Repeat the records exactly. Every line must match.

[Region pointing data]
►

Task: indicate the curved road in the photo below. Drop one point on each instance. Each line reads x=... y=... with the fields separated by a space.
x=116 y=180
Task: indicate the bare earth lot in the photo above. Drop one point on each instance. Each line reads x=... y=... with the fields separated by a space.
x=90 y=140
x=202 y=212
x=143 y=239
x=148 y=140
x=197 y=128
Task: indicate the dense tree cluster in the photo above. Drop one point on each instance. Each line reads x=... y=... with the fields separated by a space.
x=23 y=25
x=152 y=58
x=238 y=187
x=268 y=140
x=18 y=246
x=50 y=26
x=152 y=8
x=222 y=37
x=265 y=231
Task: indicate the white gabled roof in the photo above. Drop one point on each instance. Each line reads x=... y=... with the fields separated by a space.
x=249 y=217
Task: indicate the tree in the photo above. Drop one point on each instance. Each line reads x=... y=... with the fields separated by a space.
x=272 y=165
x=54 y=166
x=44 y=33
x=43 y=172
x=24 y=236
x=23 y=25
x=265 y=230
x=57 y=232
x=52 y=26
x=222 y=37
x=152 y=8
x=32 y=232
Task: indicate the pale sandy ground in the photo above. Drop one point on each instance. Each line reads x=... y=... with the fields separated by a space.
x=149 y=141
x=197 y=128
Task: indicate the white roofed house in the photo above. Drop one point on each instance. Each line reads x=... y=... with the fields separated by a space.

◄

- [Solution to this problem]:
Task: indicate the curved road in the photo below. Drop one point on each instance. Each line reads x=... y=... with the fields separated by a space.
x=116 y=180
Task: indicate the bare earth lot in the photo above. Drop one point on each instance. Each line reads x=... y=... with the fields separated by a space.
x=90 y=140
x=202 y=212
x=143 y=239
x=148 y=140
x=197 y=128
Task: indicate the dense tree cluster in the photo above. Drop one point on each instance. Each line reads x=... y=... with the fields separated by a space.
x=23 y=25
x=152 y=58
x=238 y=187
x=268 y=140
x=18 y=246
x=50 y=26
x=152 y=8
x=222 y=37
x=265 y=231
Task: indicate the white gabled roof in the photo above. Drop one point on each instance. Each line reads x=... y=... with the fields separated by a space.
x=249 y=217
Task: indicate the tree in the photo above. Drop one point on each instance. Each line reads x=... y=... with the fields separated by a space.
x=272 y=165
x=54 y=166
x=44 y=33
x=43 y=172
x=24 y=236
x=23 y=25
x=265 y=230
x=57 y=232
x=52 y=26
x=222 y=37
x=152 y=8
x=32 y=232
Task: indicate the pale sandy ground in the photo above. Drop one point on each instance. Each line reads x=... y=... with the fields separated by a space.
x=149 y=141
x=197 y=128
Task: indicate the white roofed house in the photo above. Drop one point on each instance. Each line reads x=... y=... with the fields separated by a space.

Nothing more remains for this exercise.